## [Instructions to follow]
The records are to be restated in their entirety, word for word.

## [Dataset rows]
-=-=-

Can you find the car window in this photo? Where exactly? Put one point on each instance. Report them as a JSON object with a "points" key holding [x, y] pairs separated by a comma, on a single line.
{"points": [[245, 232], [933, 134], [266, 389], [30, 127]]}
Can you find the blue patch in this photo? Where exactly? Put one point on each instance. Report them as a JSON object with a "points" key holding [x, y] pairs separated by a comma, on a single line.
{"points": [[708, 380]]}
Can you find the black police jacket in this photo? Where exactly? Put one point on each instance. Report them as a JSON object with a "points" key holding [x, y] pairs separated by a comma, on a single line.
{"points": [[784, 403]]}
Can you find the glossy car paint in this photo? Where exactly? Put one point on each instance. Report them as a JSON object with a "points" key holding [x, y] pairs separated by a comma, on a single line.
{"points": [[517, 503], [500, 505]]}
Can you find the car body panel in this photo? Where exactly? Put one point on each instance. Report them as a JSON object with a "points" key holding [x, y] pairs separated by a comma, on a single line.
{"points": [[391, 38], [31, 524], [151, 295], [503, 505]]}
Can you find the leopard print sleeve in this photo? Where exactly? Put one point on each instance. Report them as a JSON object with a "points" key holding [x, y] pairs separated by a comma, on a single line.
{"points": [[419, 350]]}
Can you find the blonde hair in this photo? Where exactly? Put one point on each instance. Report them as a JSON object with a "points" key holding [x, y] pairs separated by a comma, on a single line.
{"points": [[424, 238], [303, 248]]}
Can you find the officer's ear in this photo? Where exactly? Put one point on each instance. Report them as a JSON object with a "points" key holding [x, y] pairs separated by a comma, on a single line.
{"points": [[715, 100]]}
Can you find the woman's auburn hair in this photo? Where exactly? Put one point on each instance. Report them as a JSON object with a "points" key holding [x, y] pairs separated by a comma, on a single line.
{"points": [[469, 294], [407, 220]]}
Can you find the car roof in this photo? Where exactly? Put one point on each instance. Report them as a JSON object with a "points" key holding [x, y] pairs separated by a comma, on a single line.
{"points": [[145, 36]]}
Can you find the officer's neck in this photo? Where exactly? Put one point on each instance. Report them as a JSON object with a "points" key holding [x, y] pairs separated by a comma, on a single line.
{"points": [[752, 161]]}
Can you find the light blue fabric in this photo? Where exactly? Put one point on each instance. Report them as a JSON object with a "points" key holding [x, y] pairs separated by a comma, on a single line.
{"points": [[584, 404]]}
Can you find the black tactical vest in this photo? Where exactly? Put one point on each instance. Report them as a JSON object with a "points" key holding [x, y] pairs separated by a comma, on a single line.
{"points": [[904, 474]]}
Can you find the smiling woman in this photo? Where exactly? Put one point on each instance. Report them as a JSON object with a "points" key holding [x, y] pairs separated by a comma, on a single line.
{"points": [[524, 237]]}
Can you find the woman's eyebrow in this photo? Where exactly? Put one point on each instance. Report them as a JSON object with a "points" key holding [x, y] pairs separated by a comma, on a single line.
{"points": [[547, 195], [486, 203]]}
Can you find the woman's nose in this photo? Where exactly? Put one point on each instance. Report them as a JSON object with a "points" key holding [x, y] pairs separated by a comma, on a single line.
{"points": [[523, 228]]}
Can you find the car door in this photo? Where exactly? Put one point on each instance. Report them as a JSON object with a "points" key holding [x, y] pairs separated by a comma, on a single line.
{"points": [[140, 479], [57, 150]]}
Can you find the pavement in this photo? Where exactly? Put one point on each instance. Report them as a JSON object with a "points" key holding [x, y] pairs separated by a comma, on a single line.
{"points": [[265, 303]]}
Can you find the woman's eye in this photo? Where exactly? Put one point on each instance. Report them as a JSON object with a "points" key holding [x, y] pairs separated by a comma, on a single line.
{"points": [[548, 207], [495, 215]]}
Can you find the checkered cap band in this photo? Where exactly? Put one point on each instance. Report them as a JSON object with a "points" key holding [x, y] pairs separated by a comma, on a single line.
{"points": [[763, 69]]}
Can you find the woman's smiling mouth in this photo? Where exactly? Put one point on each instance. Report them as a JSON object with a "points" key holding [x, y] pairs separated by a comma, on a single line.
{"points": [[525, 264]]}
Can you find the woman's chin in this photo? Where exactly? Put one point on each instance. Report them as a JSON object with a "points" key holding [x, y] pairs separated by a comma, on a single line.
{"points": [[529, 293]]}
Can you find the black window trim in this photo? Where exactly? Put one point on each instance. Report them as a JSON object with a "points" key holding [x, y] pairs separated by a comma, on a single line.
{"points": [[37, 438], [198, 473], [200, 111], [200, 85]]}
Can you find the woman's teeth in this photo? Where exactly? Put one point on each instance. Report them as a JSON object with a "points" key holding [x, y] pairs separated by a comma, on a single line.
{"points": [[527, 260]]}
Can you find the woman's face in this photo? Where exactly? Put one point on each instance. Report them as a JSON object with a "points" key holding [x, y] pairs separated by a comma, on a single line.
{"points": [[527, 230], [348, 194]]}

-=-=-

## [Solution to this task]
Can you find the car window in this photo? Where exactly? Put one point on each instance. Report them as a JSON object with a "points" key holding [x, y] pairs separated by a comma, on a single line.
{"points": [[245, 232], [933, 134], [266, 389], [30, 127]]}
Can you find the blue patch in this photo? Where exactly? Put one point on each instance. Report them as a JSON object with a "points" key holding [x, y] pairs separated by a comma, on a single line.
{"points": [[708, 380]]}
Can you find the black police jacket in this photo? Where exactly? Put one point on each instance. Report them as a JSON object with a "points" key holding [x, y] pairs separated by a comma, on a single line.
{"points": [[784, 403]]}
Can you find the glossy car paint in this photo? Where exactly? Put one point on each instance. Report them as a JSON object with a "points" key holding [x, y] pairs separated by a comma, on a single line.
{"points": [[517, 503], [500, 505]]}
Can you find the car body panel in this photo? Where exactly? Put one point on each instance. Report them as a JSON object with a "points" key holding [x, y] pairs separated by a comma, on a single line.
{"points": [[391, 38], [31, 524], [151, 295], [503, 505]]}
Can you find the leopard print sleeve in this photo? Where exactly? Put one point on each instance. Report them as a JSON object with a "points" key holding [x, y] pairs separated by a comma, on a single line.
{"points": [[419, 350]]}
Can you find the blonde hair in this photo? Where exactly? Put one point on each instance. Report them as a JSON object with a "points" key holding [x, y] pairs separated by a comma, on a single line.
{"points": [[424, 238], [303, 248]]}
Can you find the officer's ear in this photo? Where exactly? Put one point on each instance. Report them as a JSON object with a "points" key holding [x, y] pairs separated by a comma, on a single line.
{"points": [[715, 100]]}
Can you find the woman's auburn hair in this photo? Where exactly? Put one point on each instance. Report them as a JSON object with a "points" key holding [x, y] pairs separated by a comma, on a single line.
{"points": [[469, 294], [407, 220]]}
Can you find the car roof in this photo? Where exactly? Put one point on each instance. Report them as a JSON object with a "points" key holding [x, y] pairs separated by a comma, on a single line.
{"points": [[145, 36]]}
Can you find the officer's neck in this photo? Where exactly? Put one point on each instance. Report them as a JSON object with a "points" key holding [x, y] pairs separated by a comma, on a single line.
{"points": [[752, 161]]}
Can you find the light blue fabric in this photo? Where exactly? Put one point on each instance. Report them as a JSON object with a "points" key holding [x, y] pairs separated by a comma, on a single line.
{"points": [[584, 404]]}
Can you find the black tactical vest in this photo? Where exactly? Put one point on each instance. Report them as a JSON object with a "points" key holding [x, y] pairs separated by a comma, on a single line.
{"points": [[904, 474]]}
Can you find the smiling woman in this photo? Where exactly? Put one point on each instance. Report them as a JSON object with a "points" key holding [x, y] pairs separated by a comma, on a single line.
{"points": [[524, 237]]}
Can you find the woman's eyebrow in this photo? Where exactly? Put one point on each instance. Report them as a JSON object with a "points" key holding [x, y] pairs separated by a comma, on a single line.
{"points": [[547, 195], [486, 203]]}
Can you find the woman's nose in this photo? Where exactly? Put one point on each instance. Report them as a JSON object with a "points" key holding [x, y] pairs separated by a comma, on a single line.
{"points": [[523, 228]]}
Can you find the car door in this photo? Where exactly? Put one point on each instance. Report them as a JSON object with a "points" key holding [x, y] pairs separated by a comma, on a single line.
{"points": [[140, 479], [57, 150]]}
Can you find the pavement in this photo? Where exactly? Put one point on each instance. Report them as a JSON object with a "points" key holding [x, y] pairs separated by a comma, on a single line.
{"points": [[265, 303]]}
Can you find the woman's eye in this photo? Where exactly? Put one point on each instance. Report them as a JSON object with a "points" key holding [x, y] pairs separated by a comma, on a single line.
{"points": [[548, 207], [495, 215]]}
Can you find the checkered cap band in this photo? Where exactly? Put one point on each instance. Report them as a JSON object with a "points" key holding [x, y] pairs separated by a comma, on a single line.
{"points": [[763, 69]]}
Can you find the woman's smiling mouth in this photo? Where exactly? Put one point on each instance. Report them as a JSON object with a "points" key holding [x, y] pairs separated by a comma, on a single line.
{"points": [[525, 264]]}
Can you find the woman's chin in this photo? Where exactly? Put one point on each instance. Report them as a JSON object with a "points" key holding [x, y] pairs separated by a comma, on a single line.
{"points": [[529, 293]]}
Can you find the black window trim in this photo? Where exactly? Put one point on each instance. Report them as a JSON object with a "points" key holding [x, y] pairs separated by a comma, on a single line.
{"points": [[37, 438], [198, 473], [200, 111], [200, 85]]}
Can you find the woman's teeth in this photo? Where exactly? Put one point on each instance. Report them as a JSON object with a "points" key holding [x, y] pairs separated by a comma, on a single line.
{"points": [[527, 260]]}
Can you find the woman's face in this photo? Where exactly? Put one point on each instance. Report them as a JSON object with a "points" key holding [x, y] pairs separated by a comma, on a single line.
{"points": [[527, 230], [348, 194]]}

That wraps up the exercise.